__Aim__
Reproduce all of the following lines verbatim, but omit the picture.

========================================================================

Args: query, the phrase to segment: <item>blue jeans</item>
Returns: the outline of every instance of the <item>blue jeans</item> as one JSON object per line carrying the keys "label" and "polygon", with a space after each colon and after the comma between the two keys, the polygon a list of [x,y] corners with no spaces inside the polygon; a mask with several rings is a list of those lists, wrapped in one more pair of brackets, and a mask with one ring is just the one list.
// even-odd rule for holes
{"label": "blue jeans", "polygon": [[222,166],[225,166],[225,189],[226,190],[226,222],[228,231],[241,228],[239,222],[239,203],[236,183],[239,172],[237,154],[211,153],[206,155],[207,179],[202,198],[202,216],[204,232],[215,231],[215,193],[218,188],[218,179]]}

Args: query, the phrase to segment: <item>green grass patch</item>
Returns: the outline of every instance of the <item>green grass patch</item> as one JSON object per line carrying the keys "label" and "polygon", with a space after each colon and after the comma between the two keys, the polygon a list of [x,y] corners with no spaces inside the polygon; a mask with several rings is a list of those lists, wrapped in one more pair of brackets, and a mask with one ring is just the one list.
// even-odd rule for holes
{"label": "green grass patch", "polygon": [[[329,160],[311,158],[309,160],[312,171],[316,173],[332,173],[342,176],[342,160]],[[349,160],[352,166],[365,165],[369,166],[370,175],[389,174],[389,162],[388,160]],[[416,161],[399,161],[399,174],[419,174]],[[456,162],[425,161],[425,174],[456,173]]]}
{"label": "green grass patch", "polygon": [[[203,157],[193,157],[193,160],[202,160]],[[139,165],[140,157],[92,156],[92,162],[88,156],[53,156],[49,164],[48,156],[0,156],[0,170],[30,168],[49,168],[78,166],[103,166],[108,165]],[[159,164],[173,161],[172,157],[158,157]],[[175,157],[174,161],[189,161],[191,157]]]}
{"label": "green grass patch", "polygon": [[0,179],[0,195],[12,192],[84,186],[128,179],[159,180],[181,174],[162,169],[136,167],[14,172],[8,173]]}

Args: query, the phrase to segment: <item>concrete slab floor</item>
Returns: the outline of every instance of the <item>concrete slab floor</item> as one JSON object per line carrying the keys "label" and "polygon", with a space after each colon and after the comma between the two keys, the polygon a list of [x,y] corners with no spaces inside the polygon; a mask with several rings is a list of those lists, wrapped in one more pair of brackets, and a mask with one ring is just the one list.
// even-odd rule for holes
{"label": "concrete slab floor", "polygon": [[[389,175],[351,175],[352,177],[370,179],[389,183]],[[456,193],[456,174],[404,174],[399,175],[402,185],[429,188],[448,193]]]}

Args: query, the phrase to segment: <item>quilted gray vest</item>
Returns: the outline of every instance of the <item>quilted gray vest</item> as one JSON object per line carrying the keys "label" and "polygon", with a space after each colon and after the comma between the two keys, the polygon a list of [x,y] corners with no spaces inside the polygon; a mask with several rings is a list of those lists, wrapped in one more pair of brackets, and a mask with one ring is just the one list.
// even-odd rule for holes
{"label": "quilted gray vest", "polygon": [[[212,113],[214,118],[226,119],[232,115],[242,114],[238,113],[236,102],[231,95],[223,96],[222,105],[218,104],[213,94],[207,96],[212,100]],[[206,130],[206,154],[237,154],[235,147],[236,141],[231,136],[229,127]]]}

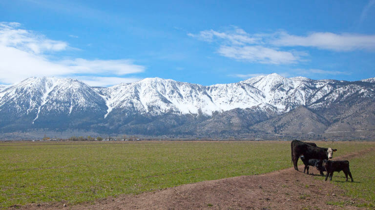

========================================================================

__Answer__
Args: query, the phrase to segment: <item>blue jeans</item>
Returns: the outline of every instance of the <item>blue jeans</item> as one JSON object per line carrying the keys "label" and "polygon", with a space after each colon and after the comma between the two keys, the polygon a list of [x,y] corners with no spaces inside the polygon; a mask with several rings is a list of those lists, wrapped in one more pair of brackets, and a mask with one ring is just the one list.
// even-odd rule for holes
{"label": "blue jeans", "polygon": [[222,166],[225,166],[225,189],[226,190],[226,222],[228,231],[241,228],[239,222],[239,203],[236,183],[239,172],[237,154],[211,153],[206,155],[207,179],[202,198],[202,216],[204,232],[215,231],[215,193],[218,188],[218,179]]}

Args: query, the phrase to segment: <item>green grass patch</item>
Returns: the outline of every instance of the <item>green grass patch</item> as one JSON object per line carrying the keys "label" and "polygon", with a space after each colon and after the comma between the two keys, the polygon a list of [x,y] corners with no spaces inside the polygon; a mask with several rings is a list of those lists, wrapped in one more pair of brackets, and a mask with one ring is just the one list.
// even-odd rule for holes
{"label": "green grass patch", "polygon": [[[329,160],[311,158],[309,160],[312,171],[316,173],[332,173],[342,176],[342,160]],[[349,160],[352,166],[365,165],[369,166],[370,175],[389,174],[389,162],[388,160]],[[416,161],[399,161],[399,174],[419,174]],[[456,162],[425,161],[425,174],[456,173]]]}
{"label": "green grass patch", "polygon": [[[203,157],[193,157],[193,160],[202,160]],[[139,165],[140,157],[92,156],[92,162],[88,156],[53,156],[49,164],[48,156],[0,156],[0,170],[30,168],[49,168],[78,166],[103,166],[108,165]],[[159,164],[173,161],[172,157],[158,157]],[[175,157],[174,161],[189,161],[191,157]]]}
{"label": "green grass patch", "polygon": [[0,179],[0,195],[12,192],[84,186],[128,179],[159,180],[181,174],[162,169],[136,167],[14,172],[8,173]]}

Args: query, the phrase to segment: <item>concrete slab floor</item>
Returns: the outline of every instance of the <item>concrete slab floor</item> as one JSON object per line carrying the keys "label" and "polygon", with a space after each colon and after the comma between the two keys, the polygon a list of [x,y] corners with no spaces inside the polygon; a mask with several rings is a list of those lists, wrapped in one more pair of brackets, and a mask with one ring is just the one list.
// even-odd rule for holes
{"label": "concrete slab floor", "polygon": [[[389,175],[351,175],[352,177],[370,179],[389,183]],[[456,193],[456,174],[404,174],[399,175],[402,185],[429,188],[448,193]]]}

Args: query, the phrase to segment: <item>quilted gray vest</item>
Returns: the outline of every instance of the <item>quilted gray vest</item> as one JSON object per line carrying the keys "label" and "polygon", with a space after each colon and after the comma between the two keys, the polygon a list of [x,y] corners with no spaces inside the polygon; a mask with several rings is a list of those lists, wrapped in one more pair of brackets, and a mask with one ring is just the one list.
// even-odd rule for holes
{"label": "quilted gray vest", "polygon": [[[212,113],[214,118],[226,119],[232,115],[242,114],[238,113],[236,102],[231,95],[223,96],[222,105],[218,104],[213,94],[207,96],[212,100]],[[206,130],[206,154],[237,154],[235,147],[236,141],[231,136],[229,127]]]}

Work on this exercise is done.